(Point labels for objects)
# # # # #
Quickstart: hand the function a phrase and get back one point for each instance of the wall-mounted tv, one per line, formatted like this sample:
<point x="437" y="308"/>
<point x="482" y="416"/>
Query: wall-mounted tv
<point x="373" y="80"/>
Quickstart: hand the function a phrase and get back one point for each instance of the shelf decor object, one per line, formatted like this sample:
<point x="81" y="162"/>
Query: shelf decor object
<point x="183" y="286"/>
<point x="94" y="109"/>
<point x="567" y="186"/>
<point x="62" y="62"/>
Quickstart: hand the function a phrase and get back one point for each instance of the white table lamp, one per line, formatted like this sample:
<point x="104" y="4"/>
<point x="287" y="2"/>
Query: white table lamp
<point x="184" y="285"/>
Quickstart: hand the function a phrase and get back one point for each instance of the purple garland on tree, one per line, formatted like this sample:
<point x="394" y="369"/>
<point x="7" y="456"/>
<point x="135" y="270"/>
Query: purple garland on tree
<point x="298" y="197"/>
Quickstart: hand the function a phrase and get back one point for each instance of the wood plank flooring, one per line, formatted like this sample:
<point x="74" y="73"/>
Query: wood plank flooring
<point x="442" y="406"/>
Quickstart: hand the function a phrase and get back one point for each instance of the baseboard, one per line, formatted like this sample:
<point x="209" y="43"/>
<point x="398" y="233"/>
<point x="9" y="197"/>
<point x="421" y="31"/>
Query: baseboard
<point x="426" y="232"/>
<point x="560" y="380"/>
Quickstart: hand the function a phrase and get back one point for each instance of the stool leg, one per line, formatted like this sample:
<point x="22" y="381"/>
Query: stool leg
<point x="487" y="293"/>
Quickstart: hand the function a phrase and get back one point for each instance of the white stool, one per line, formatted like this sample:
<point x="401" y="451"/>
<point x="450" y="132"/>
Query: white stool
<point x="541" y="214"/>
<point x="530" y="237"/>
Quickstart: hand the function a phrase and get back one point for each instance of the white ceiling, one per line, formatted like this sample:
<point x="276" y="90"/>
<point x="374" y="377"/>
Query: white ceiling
# # # # #
## Task to carry out:
Return all of the records above line for line, with nothing altered.

## Written response:
Quickstart: hand the function a phrase and get back one point for each instance of the wall-mounted tv, one per line, formatted like this sample:
<point x="437" y="308"/>
<point x="482" y="416"/>
Query: wall-mounted tv
<point x="373" y="80"/>
Quickstart: hand the function a phrase and get back one point for each instance of the shelf decor object, one per line, formatted like this sample:
<point x="81" y="162"/>
Query: shelf decor object
<point x="183" y="286"/>
<point x="94" y="109"/>
<point x="567" y="186"/>
<point x="62" y="62"/>
Quickstart: hand the function a phrase and get back one point for each instance of the white table lamp, one per line, formatted like this sample:
<point x="104" y="4"/>
<point x="287" y="2"/>
Query: white table lamp
<point x="184" y="285"/>
Quickstart: hand the function a phrase and get back one point for each instance of the purple garland on tree, one per line, formatted like this sample:
<point x="394" y="369"/>
<point x="7" y="456"/>
<point x="135" y="270"/>
Query: purple garland on tree
<point x="298" y="197"/>
Quickstart: hand the function a phrase and get back one point for each instance of the wood plank flooring, one per line, formatted like this sample:
<point x="74" y="73"/>
Query: wood plank flooring
<point x="442" y="406"/>
Quickstart: hand the function a phrase and get back one point for each instance of the baseboard, one per line, formatted like this sample:
<point x="209" y="43"/>
<point x="398" y="233"/>
<point x="9" y="197"/>
<point x="421" y="31"/>
Query: baseboard
<point x="426" y="232"/>
<point x="560" y="380"/>
Quickstart: hand the function a phrase and get back one point for each instance of the stool leg, one per line, formatted like this sample:
<point x="22" y="381"/>
Query: stool leg
<point x="487" y="293"/>
Quickstart: hand the function a phrase and get back one point for each instance of the white stool, one per line, formatted like this sample:
<point x="401" y="451"/>
<point x="450" y="132"/>
Query: white stool
<point x="541" y="214"/>
<point x="530" y="237"/>
Quickstart: hand the function a phrase and get back one point for each instance of the white ceiling, one per line, formatted like this sample:
<point x="276" y="90"/>
<point x="374" y="377"/>
Query: white ceiling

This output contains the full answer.